■ **Source extract**
+ + + + + + +

Population serum proteomics uncovers a prognostic protein classifier for metabolic syndrome

Xue Cai  1 Zhangzhi Xue  1 Fang-Fang Zeng  2 Jun Tang  3 Liang Yue  4 Bo Wang  5 Weigang Ge  5 Yuting Xie  4 Zelei Miao  3 Wanglong Gou  3 Yuanqing Fu  3 Sainan Li  4 Jinlong Gao  4 Menglei Shuai  3 Ke Zhang  3 Fengzhe Xu  3 Yunyi Tian  3 Nan Xiang  5 Yan Zhou  4 Peng-Fei Shan  6 Yi Zhu  7 Yu-Ming Chen  8 Ju-Sheng Zheng  9 Tiannan Guo  10
Affiliations

Population serum proteomics uncovers a prognostic protein classifier for metabolic syndrome

Xue Cai et al. Cell Rep Med. .

+ + + + + + +

■ **Study material**
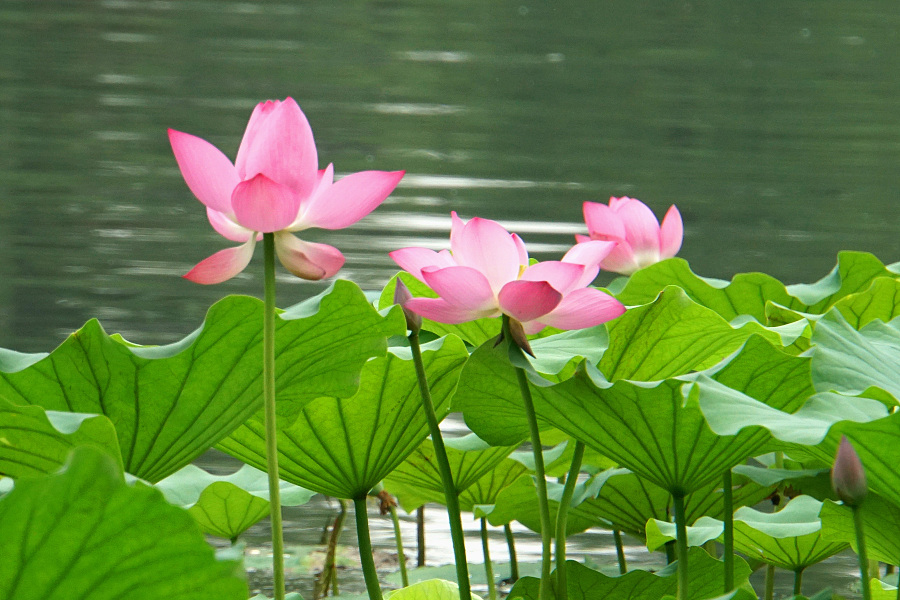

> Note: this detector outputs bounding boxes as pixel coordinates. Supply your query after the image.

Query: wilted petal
[231,175,300,233]
[303,171,405,229]
[275,231,344,281]
[169,129,240,213]
[498,280,562,323]
[184,238,256,285]
[388,247,457,283]
[539,288,625,329]
[659,204,684,259]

+ + + + + + +

■ **Check your understanding**
1. In the paper listing, which journal appears in the citation?
2. Reproduce everything in the paper listing from "Xue Cai  1 Zhangzhi" down to "Cell Rep Med. .", and switch "Affiliations" to "Author affiliations".
3. Summarize the paper listing in two sentences.
The rows have no connection to the paper listing.

■ **Task-by-task results**
1. Cell Rep Med.

2.
Xue Cai  1 Zhangzhi Xue  1 Fang-Fang Zeng  2 Jun Tang  3 Liang Yue  4 Bo Wang  5 Weigang Ge  5 Yuting Xie  4 Zelei Miao  3 Wanglong Gou  3 Yuanqing Fu  3 Sainan Li  4 Jinlong Gao  4 Menglei Shuai  3 Ke Zhang  3 Fengzhe Xu  3 Yunyi Tian  3 Nan Xiang  5 Yan Zhou  4 Peng-Fei Shan  6 Yi Zhu  7 Yu-Ming Chen  8 Ju-Sheng Zheng  9 Tiannan Guo  10
Author affiliations

Population serum proteomics uncovers a prognostic protein classifier for metabolic syndrome

Xue Cai et al. Cell Rep Med. .

3. The title states that population serum proteomics uncovers a prognostic protein classifier for metabolic syndrome. The work is credited to Xue Cai and colleagues, with Tiannan Guo listed last, and is cited in Cell Rep Med.